● **DIRECTIONS FOR THIS TASK**
Render the stretch of the listing from its start through the line containing "top-left (118, 85), bottom-right (206, 96)" as a numbered list, omitting blank lines.

● **Source records**
────────────────────

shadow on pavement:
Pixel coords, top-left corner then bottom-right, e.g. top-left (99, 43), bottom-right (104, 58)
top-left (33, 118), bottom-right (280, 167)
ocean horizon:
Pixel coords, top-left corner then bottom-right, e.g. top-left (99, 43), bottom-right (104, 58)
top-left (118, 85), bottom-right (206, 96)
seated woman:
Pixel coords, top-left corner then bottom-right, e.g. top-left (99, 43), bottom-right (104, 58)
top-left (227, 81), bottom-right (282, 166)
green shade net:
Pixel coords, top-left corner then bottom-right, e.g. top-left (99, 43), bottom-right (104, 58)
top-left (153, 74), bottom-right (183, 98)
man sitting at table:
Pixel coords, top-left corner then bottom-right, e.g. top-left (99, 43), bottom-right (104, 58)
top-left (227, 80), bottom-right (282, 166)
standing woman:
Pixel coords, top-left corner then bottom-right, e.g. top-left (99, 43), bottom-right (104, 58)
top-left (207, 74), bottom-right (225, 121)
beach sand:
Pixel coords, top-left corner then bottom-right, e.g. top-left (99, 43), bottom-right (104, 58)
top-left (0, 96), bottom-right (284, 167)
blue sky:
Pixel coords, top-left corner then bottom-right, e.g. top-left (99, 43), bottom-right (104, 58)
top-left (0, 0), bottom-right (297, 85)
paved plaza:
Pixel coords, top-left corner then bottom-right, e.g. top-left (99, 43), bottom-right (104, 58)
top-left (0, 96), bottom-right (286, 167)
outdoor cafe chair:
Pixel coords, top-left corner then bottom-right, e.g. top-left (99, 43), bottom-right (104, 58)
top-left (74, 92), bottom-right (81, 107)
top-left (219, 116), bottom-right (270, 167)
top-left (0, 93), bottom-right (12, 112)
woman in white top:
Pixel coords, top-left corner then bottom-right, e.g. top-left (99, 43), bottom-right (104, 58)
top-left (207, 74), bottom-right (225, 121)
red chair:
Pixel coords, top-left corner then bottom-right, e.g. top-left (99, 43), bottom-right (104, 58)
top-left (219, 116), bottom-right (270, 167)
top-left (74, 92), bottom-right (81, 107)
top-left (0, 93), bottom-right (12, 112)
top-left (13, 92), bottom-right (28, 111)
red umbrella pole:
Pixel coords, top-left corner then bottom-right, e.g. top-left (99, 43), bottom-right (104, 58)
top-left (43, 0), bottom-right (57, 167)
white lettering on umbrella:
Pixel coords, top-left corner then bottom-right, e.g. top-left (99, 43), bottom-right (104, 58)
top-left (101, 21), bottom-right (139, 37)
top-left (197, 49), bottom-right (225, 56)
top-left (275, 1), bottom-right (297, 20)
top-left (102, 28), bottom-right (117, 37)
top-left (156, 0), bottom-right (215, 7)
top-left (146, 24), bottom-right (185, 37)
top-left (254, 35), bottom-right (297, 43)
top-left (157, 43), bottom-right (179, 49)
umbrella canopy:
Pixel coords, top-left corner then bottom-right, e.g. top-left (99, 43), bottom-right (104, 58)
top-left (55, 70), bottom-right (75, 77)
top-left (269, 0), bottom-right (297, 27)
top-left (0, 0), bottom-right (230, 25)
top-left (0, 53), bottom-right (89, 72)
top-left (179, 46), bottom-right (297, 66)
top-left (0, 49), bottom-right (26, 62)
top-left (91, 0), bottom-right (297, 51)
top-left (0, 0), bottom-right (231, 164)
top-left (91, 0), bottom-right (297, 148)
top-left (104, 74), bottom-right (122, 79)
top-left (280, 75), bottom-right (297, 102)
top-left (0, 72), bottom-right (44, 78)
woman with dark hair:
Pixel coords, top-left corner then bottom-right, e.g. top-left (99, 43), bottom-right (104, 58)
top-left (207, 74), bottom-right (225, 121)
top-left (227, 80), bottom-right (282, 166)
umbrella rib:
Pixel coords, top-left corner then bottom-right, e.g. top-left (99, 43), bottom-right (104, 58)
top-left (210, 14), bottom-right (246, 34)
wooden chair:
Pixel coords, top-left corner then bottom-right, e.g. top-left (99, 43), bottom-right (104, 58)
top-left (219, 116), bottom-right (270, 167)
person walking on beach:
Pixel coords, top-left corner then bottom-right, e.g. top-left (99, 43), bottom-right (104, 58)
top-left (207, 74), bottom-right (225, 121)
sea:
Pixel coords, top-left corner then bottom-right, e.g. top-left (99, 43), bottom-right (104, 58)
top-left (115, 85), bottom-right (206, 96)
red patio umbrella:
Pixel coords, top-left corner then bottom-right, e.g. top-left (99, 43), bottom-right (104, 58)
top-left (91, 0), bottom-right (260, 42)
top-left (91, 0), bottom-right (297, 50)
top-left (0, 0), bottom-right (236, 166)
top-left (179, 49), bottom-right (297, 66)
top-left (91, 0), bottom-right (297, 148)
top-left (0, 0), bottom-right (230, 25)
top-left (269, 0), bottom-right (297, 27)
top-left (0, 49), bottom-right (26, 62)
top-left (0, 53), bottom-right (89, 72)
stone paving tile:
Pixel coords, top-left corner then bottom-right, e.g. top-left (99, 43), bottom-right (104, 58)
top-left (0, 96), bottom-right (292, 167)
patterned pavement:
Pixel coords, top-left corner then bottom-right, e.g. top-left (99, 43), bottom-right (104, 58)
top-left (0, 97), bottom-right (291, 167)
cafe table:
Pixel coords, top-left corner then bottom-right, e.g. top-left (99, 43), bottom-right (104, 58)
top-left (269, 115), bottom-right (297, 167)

────────────────────

● **THE RESULT**
1. shadow on pavement:
2. Pixel coords, top-left corner then bottom-right, e.g. top-left (99, 43), bottom-right (104, 58)
3. top-left (33, 118), bottom-right (280, 167)
4. ocean horizon:
5. Pixel coords, top-left corner then bottom-right, e.g. top-left (99, 43), bottom-right (104, 58)
6. top-left (118, 85), bottom-right (206, 96)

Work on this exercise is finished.